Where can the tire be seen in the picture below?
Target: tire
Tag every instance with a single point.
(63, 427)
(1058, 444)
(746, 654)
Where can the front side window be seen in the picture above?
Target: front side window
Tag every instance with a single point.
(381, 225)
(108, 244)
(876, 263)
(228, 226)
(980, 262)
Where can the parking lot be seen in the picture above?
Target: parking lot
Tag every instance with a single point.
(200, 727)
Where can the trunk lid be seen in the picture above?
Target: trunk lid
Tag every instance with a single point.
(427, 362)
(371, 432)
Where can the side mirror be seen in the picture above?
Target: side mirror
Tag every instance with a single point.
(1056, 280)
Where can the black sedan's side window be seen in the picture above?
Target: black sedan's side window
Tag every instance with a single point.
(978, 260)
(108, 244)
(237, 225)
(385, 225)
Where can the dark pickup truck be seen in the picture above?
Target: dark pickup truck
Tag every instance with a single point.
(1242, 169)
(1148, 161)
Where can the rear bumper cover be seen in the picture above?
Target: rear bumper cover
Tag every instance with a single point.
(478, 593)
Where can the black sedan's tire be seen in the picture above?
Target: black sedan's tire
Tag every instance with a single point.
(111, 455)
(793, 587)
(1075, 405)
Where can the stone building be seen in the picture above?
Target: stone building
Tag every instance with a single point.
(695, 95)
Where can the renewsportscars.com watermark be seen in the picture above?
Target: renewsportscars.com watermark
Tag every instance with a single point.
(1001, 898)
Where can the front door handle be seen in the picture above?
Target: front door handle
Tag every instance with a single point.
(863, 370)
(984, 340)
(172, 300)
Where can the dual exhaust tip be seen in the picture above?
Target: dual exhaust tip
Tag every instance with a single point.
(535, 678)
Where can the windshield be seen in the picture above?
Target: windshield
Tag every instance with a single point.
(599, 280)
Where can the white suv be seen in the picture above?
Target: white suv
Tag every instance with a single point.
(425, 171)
###
Task to complete
Copy every line of the material above word for word, with nothing changed.

Exercise solution
Where can the tire be seen in the picture below?
Target: tire
Tag every instance with a single point.
(63, 427)
(1058, 444)
(746, 654)
Where can the front side window be seen in the picture above?
Target: front side window
Tag every instance with a single point.
(381, 225)
(108, 244)
(876, 263)
(228, 226)
(980, 262)
Where can the parking lot be seen in the picture above?
Target: parking lot
Tag every instance with a single point.
(200, 727)
Where can the trunk lid be seen in the picture above?
Target: trunk lid
Tag every instance with a single point.
(427, 362)
(371, 432)
Where can the side mirror be seen in the picture above?
Target: side mirror
Tag every instance with a single point.
(1056, 280)
Where can the black sedan's side window be seen in the picture above?
Target: black sedan's side window
Tag every instance with a single point.
(978, 260)
(108, 244)
(237, 225)
(385, 225)
Where can the dark pickup truck be seen in the picture above?
Target: dark pickup truck
Tag every instance with a single point.
(1242, 169)
(1148, 161)
Where can the rear bumper cover be seen in the picture above?
Target: rear bumper cover
Tag every instance with a single point.
(478, 593)
Where can the black sedan's tire be seen in the picture above?
Target: black sedan's tire
Tag every instance with a single point.
(111, 455)
(793, 587)
(1075, 405)
Where can the stone building be seen in the picture above?
Target: stone building
Tag every instance with a single point.
(695, 95)
Where can the renewsportscars.com watermark be seen in the picture above?
Target: renewsportscars.com watermark
Tag every instance with a single point.
(1001, 898)
Where can the front door handle be seen in the picture above?
Target: front door handle
Tag every instance with a single point.
(863, 370)
(984, 340)
(172, 300)
Where can the dual exhaust tip be seen in the picture above?
Target: dual exhaust tip
Tag every instance with a single point.
(535, 678)
Where can the windshield be seen in the picture above?
Target: windshield
Tag every instance with a single point.
(599, 280)
Where can the white suv be seen in the picture above?
Target: white suv
Tag every instance with a single point.
(425, 171)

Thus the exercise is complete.